| DOMANDE SUL BRANO |
1/ Riscrivi la parte del brano di lettura compresa tra "Cordero prende le" e "studioso del diritto.", estremi inclusi, sostituendo "agonistico" con "competitivo".
2/ Rispondi alle domande seguenti in base al brano di lettura.
(a) Quali sono le due elementari situazioni soggettive con cui Cordero riassume lo svolgimento del processo penale?
(b) Da quale critica prende le mosse Cordero?
(c) In quale opera sarà poi sviluppato il modello dinamico e agonistico del processo?
#### BRANO DI LETTURA ####
Le situazioni soggettive nel processo penale sono la pietra angolare su cui poggia il meraviglioso edificio costruito da Franco Cordero nel settore della procedura penale. I suoi più importanti scritti in questa materia – la Procedura penale, i Tre studi sulla prova penale e le Ideologie del processo penale – sono le strade che si diramano dal crocevia de Le situazioni soggettive, opera che, sulla scia di Hans Kelsen, tanto ammirato da Cordero, potrebbe definirsi come la dottrina pura del processo penale. Il potere e il dovere sono, come vedremo, le due elementari situazioni soggettive con cui Cordero è riuscito nella mirabile impresa di riassumere e tenere sotto controllo l’intero svolgimento del processo penale, non soltanto nelle sue fisiologiche cadenze, ma persino nelle disfunzioni, ossia nei vizi degli atti processuali.
Cordero prende le mosse dalla critica che James Goldschmidt rivolge alla teoria del processo come rapporto giuridico, sostituendovi la visione del processo come situazione giuridica: concezione statica la prima, dinamica la seconda. Tuttavia, pur apprezzando, nella parte demolitiva, il tentativo di Goldschmidt, Cordero si allontana ben presto da questa impostazione, alla quale imputa la contaminazione delle entità normative con categorie psicologiche, sociologiche e finalistiche, estranee alla scienza giuridica. Mentre loda il modello dinamico e agonistico del processo (che sarà poi magistralmente sviluppato in Linee di un processo accusatorio), disapprova l’idea della situazione giuridica, intesa come somma di aspettative, oneri, prospettive e possibilità, che operano su un piano decisamente eterogeneo rispetto a quello che dovrebbe interessare lo studioso del diritto.
#### DATI FORNITI ####
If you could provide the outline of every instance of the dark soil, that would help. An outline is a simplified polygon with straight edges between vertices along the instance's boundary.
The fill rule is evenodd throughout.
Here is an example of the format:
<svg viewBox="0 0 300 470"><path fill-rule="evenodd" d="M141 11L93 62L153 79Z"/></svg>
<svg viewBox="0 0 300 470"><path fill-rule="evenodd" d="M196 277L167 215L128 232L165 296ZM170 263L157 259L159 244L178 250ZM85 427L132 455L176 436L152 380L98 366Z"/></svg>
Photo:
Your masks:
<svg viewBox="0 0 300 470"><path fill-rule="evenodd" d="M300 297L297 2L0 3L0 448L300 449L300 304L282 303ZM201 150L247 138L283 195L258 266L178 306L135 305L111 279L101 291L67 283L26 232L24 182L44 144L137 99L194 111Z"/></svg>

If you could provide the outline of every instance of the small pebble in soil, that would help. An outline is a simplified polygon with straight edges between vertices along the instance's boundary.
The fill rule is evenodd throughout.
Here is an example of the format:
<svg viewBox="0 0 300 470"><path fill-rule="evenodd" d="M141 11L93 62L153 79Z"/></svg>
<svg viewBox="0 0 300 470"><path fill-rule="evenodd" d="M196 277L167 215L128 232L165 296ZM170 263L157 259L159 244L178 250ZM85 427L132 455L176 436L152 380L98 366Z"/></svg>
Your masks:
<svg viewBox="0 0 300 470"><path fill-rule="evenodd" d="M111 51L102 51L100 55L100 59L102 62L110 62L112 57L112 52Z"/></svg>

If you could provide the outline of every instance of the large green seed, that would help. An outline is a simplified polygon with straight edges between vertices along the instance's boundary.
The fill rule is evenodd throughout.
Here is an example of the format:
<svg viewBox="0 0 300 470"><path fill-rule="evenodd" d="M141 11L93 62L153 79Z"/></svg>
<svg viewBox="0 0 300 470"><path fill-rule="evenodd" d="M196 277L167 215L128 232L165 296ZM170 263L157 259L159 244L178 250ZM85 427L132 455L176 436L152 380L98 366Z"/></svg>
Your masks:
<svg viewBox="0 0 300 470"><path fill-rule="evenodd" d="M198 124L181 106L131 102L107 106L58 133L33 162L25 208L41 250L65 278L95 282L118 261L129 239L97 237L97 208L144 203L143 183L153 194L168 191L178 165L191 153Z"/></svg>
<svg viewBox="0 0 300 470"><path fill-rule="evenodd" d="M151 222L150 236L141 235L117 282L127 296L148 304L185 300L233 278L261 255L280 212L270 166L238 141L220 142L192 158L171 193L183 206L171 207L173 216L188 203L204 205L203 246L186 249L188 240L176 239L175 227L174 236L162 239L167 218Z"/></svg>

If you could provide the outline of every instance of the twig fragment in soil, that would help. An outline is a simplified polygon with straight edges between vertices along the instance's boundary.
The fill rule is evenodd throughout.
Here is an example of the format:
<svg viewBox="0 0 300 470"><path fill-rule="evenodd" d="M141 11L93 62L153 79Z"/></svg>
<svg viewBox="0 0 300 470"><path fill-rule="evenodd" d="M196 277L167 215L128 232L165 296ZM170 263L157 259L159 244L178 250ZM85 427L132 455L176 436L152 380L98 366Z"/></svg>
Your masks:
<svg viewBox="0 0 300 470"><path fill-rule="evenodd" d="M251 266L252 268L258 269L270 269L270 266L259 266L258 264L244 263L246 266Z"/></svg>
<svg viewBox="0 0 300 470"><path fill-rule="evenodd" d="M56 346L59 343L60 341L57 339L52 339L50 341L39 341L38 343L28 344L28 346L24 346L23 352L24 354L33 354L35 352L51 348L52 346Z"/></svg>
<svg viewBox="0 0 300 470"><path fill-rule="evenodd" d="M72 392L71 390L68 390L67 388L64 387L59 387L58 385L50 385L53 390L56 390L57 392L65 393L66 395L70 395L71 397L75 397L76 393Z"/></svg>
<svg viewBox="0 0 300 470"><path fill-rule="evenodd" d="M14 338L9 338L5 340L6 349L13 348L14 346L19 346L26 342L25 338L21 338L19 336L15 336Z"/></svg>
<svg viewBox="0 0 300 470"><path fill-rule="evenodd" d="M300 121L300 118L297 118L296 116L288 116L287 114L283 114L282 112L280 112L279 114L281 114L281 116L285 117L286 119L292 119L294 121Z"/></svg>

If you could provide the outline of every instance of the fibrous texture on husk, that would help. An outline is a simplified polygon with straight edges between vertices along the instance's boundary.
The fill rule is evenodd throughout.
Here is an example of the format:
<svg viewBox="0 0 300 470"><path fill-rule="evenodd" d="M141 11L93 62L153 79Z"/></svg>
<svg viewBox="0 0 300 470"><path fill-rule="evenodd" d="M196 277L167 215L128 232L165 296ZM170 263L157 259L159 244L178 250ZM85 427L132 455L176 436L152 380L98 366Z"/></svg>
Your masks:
####
| SOLUZIONI DEGLI ESERCIZI |
1/
Cordero prende le mosse dalla critica che James Goldschmidt rivolge alla teoria del processo come rapporto giuridico, sostituendovi la visione del processo come situazione giuridica: concezione statica la prima, dinamica la seconda. Tuttavia, pur apprezzando, nella parte demolitiva, il tentativo di Goldschmidt, Cordero si allontana ben presto da questa impostazione, alla quale imputa la contaminazione delle entità normative con categorie psicologiche, sociologiche e finalistiche, estranee alla scienza giuridica. Mentre loda il modello dinamico e competitivo del processo (che sarà poi magistralmente sviluppato in Linee di un processo accusatorio), disapprova l’idea della situazione giuridica, intesa come somma di aspettative, oneri, prospettive e possibilità, che operano su un piano decisamente eterogeneo rispetto a quello che dovrebbe interessare lo studioso del diritto.

2/
(a) Il potere e il dovere.
(b) Dalla critica che James Goldschmidt rivolge alla teoria del processo come rapporto giuridico.
(c) In Linee di un processo accusatorio.